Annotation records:
***

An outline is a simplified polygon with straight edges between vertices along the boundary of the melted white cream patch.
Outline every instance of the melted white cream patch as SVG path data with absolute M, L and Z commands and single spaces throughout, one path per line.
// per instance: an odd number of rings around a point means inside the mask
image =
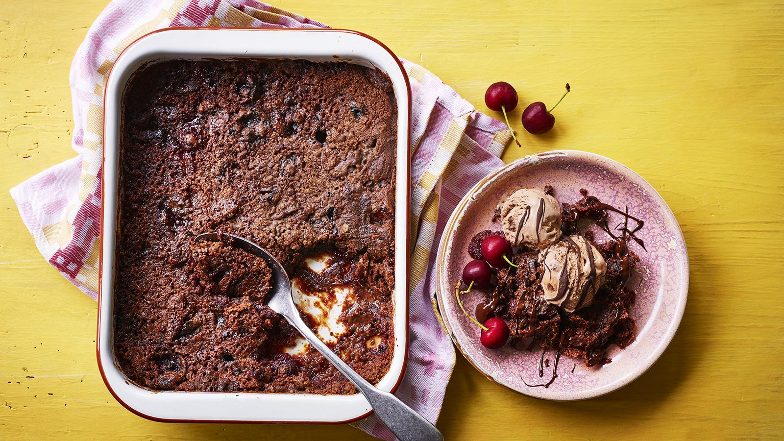
M 296 340 L 294 341 L 294 345 L 289 346 L 288 348 L 284 348 L 283 352 L 286 352 L 287 354 L 291 354 L 292 355 L 296 355 L 297 354 L 304 354 L 305 352 L 307 351 L 308 346 L 310 346 L 310 344 L 307 342 L 307 340 L 305 340 L 304 337 L 296 337 Z
M 320 254 L 305 259 L 309 270 L 317 274 L 327 268 L 332 256 Z M 317 324 L 316 334 L 325 343 L 337 343 L 338 337 L 346 333 L 346 325 L 339 320 L 347 301 L 353 301 L 354 290 L 348 286 L 336 286 L 321 292 L 303 292 L 299 277 L 292 279 L 292 295 L 299 311 L 309 315 Z M 307 350 L 307 342 L 298 338 L 294 346 L 285 348 L 289 354 L 301 354 Z

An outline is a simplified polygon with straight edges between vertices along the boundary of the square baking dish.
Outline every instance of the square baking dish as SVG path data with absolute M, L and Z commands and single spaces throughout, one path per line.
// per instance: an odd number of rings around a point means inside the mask
M 378 68 L 393 85 L 397 104 L 395 193 L 395 343 L 389 371 L 379 388 L 394 392 L 408 352 L 408 250 L 411 89 L 402 64 L 385 46 L 352 31 L 337 29 L 169 28 L 141 37 L 125 49 L 110 72 L 104 95 L 103 179 L 100 283 L 96 349 L 103 381 L 132 412 L 162 421 L 346 423 L 372 410 L 361 394 L 325 395 L 250 392 L 151 391 L 129 380 L 113 350 L 115 231 L 118 209 L 119 145 L 125 85 L 143 65 L 169 60 L 300 59 L 347 62 Z

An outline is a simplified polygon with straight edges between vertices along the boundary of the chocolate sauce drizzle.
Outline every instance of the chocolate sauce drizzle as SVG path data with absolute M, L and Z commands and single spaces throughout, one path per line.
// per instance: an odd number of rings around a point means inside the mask
M 588 242 L 588 239 L 583 235 L 579 236 L 583 239 L 583 243 L 586 246 L 586 251 L 588 254 L 588 266 L 590 267 L 590 272 L 588 273 L 588 282 L 586 283 L 584 288 L 583 288 L 583 292 L 580 293 L 580 298 L 577 301 L 577 304 L 575 305 L 575 311 L 577 311 L 580 308 L 583 308 L 583 304 L 586 301 L 586 294 L 588 293 L 588 290 L 593 290 L 596 287 L 596 261 L 593 260 L 593 250 L 591 249 L 590 243 Z M 579 250 L 579 248 L 578 248 Z M 582 257 L 582 253 L 581 253 Z
M 539 228 L 542 228 L 543 217 L 544 217 L 544 198 L 539 198 L 539 207 L 536 210 L 536 243 L 539 242 Z
M 517 246 L 520 243 L 520 232 L 523 231 L 523 224 L 525 221 L 528 220 L 531 216 L 531 206 L 525 207 L 525 211 L 523 213 L 523 216 L 520 218 L 520 221 L 517 222 L 517 232 L 514 235 L 514 246 Z M 539 231 L 537 231 L 537 234 Z M 525 235 L 523 235 L 523 239 L 525 239 Z
M 569 252 L 572 251 L 572 247 L 575 246 L 577 248 L 577 252 L 580 252 L 579 247 L 577 247 L 576 244 L 572 240 L 569 236 L 564 236 L 566 241 L 568 242 L 568 246 L 566 248 L 566 256 L 564 257 L 564 268 L 561 268 L 561 275 L 558 276 L 558 294 L 555 296 L 555 298 L 551 299 L 550 301 L 553 303 L 558 303 L 561 304 L 566 296 L 568 294 L 569 290 L 569 273 L 567 271 L 569 266 Z M 578 263 L 579 263 L 579 257 L 578 257 Z
M 558 360 L 561 359 L 561 345 L 563 343 L 564 343 L 564 335 L 561 334 L 561 342 L 558 344 L 558 348 L 555 351 L 555 363 L 553 365 L 553 374 L 552 374 L 552 376 L 550 377 L 550 381 L 547 381 L 546 383 L 541 383 L 541 384 L 539 384 L 539 385 L 529 385 L 529 384 L 528 384 L 527 381 L 525 381 L 525 379 L 523 378 L 523 376 L 521 375 L 520 376 L 520 379 L 523 381 L 523 384 L 524 385 L 525 385 L 526 386 L 528 386 L 529 388 L 544 388 L 546 389 L 547 388 L 550 387 L 550 385 L 553 384 L 553 381 L 555 381 L 555 379 L 558 377 Z M 544 376 L 544 369 L 542 367 L 542 361 L 544 360 L 544 355 L 545 355 L 545 352 L 547 352 L 546 349 L 543 349 L 542 350 L 542 358 L 539 359 L 539 378 L 541 378 L 542 377 Z M 572 371 L 574 371 L 573 369 L 572 369 Z
M 615 231 L 621 231 L 620 235 L 615 235 L 610 229 L 608 224 L 609 217 L 607 216 L 606 213 L 604 217 L 604 224 L 599 224 L 599 225 L 601 227 L 601 229 L 604 230 L 604 231 L 606 231 L 607 234 L 610 235 L 610 237 L 612 237 L 616 241 L 615 246 L 613 248 L 612 250 L 612 253 L 614 257 L 619 259 L 621 261 L 621 280 L 622 280 L 621 287 L 622 288 L 624 286 L 626 286 L 626 282 L 629 281 L 629 277 L 631 275 L 630 270 L 630 264 L 629 262 L 629 239 L 630 239 L 634 242 L 637 242 L 637 244 L 640 245 L 640 246 L 641 246 L 643 250 L 648 251 L 648 250 L 645 250 L 645 244 L 643 243 L 642 239 L 635 235 L 635 233 L 639 231 L 642 228 L 643 225 L 644 224 L 644 222 L 641 219 L 639 219 L 637 217 L 635 217 L 629 214 L 629 206 L 626 206 L 625 211 L 621 211 L 611 205 L 608 205 L 605 204 L 604 202 L 599 202 L 599 206 L 603 210 L 612 211 L 623 215 L 623 222 L 619 223 L 618 225 L 615 226 Z M 629 229 L 630 219 L 634 220 L 635 222 L 634 228 L 630 230 Z

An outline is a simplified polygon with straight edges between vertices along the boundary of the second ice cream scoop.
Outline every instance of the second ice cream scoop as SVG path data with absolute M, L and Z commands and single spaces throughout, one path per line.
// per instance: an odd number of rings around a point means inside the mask
M 564 236 L 542 252 L 541 286 L 548 302 L 574 312 L 593 302 L 604 282 L 607 265 L 599 250 L 584 236 Z
M 514 246 L 543 250 L 561 237 L 561 204 L 541 188 L 520 188 L 499 209 L 503 234 Z

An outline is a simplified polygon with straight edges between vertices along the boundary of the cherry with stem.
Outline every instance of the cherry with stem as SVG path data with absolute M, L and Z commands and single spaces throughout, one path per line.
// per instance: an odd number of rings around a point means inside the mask
M 506 122 L 506 127 L 509 127 L 509 131 L 512 133 L 512 139 L 517 147 L 522 147 L 514 135 L 512 126 L 509 125 L 509 117 L 506 115 L 507 111 L 512 111 L 517 107 L 517 91 L 506 82 L 494 82 L 485 93 L 485 104 L 490 110 L 503 113 L 503 118 Z

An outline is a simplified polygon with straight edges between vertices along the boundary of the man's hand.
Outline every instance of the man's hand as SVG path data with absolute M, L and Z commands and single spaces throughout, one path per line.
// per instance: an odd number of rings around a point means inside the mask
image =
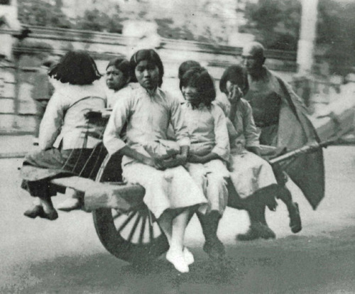
M 260 148 L 258 146 L 249 146 L 245 148 L 248 151 L 252 152 L 253 153 L 257 155 L 258 156 L 261 156 L 261 153 L 260 152 Z
M 157 170 L 164 170 L 167 168 L 165 166 L 164 162 L 162 159 L 154 158 L 153 157 L 146 157 L 144 158 L 143 163 L 151 166 Z
M 228 100 L 229 100 L 229 102 L 231 104 L 236 104 L 242 97 L 243 92 L 237 85 L 234 85 L 228 95 Z

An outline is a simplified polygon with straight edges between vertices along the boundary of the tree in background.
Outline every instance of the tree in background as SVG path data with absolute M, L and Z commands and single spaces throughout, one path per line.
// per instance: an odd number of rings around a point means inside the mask
M 248 2 L 245 8 L 247 23 L 240 33 L 252 33 L 266 48 L 297 50 L 301 5 L 295 0 L 263 0 Z
M 18 20 L 31 26 L 70 28 L 72 24 L 58 5 L 44 0 L 18 0 Z
M 247 3 L 247 23 L 241 33 L 249 33 L 268 49 L 297 50 L 301 4 L 295 0 L 263 0 Z M 355 3 L 321 0 L 315 55 L 327 61 L 331 73 L 346 75 L 355 65 Z

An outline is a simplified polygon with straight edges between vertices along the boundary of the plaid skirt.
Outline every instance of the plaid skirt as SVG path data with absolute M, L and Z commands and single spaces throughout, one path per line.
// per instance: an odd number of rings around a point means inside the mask
M 50 197 L 64 192 L 50 183 L 50 180 L 79 175 L 94 180 L 107 151 L 102 143 L 93 149 L 60 150 L 51 148 L 29 153 L 21 170 L 21 187 L 31 196 Z

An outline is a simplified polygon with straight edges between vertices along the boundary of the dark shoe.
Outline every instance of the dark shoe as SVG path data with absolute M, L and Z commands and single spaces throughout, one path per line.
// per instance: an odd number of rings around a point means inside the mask
M 293 233 L 296 234 L 302 230 L 301 217 L 300 215 L 300 209 L 298 204 L 293 202 L 292 207 L 288 210 L 290 216 L 290 227 Z
M 213 260 L 222 259 L 226 255 L 224 245 L 218 238 L 206 241 L 203 250 Z
M 246 234 L 236 235 L 238 241 L 252 241 L 259 238 L 275 239 L 276 235 L 268 226 L 260 223 L 251 224 Z
M 43 217 L 45 212 L 43 210 L 43 207 L 40 205 L 36 205 L 26 210 L 23 213 L 23 215 L 31 219 L 36 219 L 37 217 Z
M 49 220 L 55 220 L 58 218 L 58 213 L 57 212 L 57 210 L 53 209 L 50 212 L 45 212 L 43 211 L 43 215 L 40 216 L 43 219 L 47 219 Z

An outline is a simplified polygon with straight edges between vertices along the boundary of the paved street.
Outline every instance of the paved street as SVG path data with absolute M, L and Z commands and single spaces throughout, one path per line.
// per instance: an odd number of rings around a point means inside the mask
M 163 257 L 140 268 L 113 257 L 101 245 L 90 214 L 60 212 L 55 222 L 26 218 L 31 199 L 19 187 L 22 160 L 1 159 L 0 293 L 355 293 L 355 146 L 329 147 L 324 156 L 326 197 L 317 210 L 294 190 L 300 233 L 290 232 L 280 203 L 267 214 L 276 240 L 236 242 L 248 224 L 244 212 L 228 209 L 219 231 L 228 258 L 217 266 L 202 250 L 194 218 L 187 244 L 195 263 L 186 275 Z M 55 204 L 63 199 L 55 197 Z

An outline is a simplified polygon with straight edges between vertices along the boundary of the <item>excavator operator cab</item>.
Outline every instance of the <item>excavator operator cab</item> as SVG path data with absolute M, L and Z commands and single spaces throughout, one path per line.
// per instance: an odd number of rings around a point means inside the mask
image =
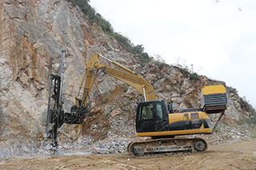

***

=== GOAL OF THE EXERCISE ===
Can you reproduce the stretch from the line containing "the dark shoe." through the line containing "M 213 260 L" with "dark shoe" swapped for "black shoe" and everything else left unchanged?

=== SOLUTION TO THIS PROBLEM ===
An outline is a simplified polygon with straight edges between vertices along the boundary of the black shoe.
Outline every instance of the black shoe as SVG path data with absolute M, L and Z commands and single spaces throughout, one path per line.
// per instance: an odd number of rings around a point means inside the mask
M 293 233 L 296 234 L 302 230 L 301 217 L 300 215 L 300 209 L 298 204 L 293 202 L 292 207 L 288 210 L 290 216 L 290 227 Z
M 213 260 L 222 259 L 226 255 L 224 245 L 218 238 L 206 241 L 203 250 Z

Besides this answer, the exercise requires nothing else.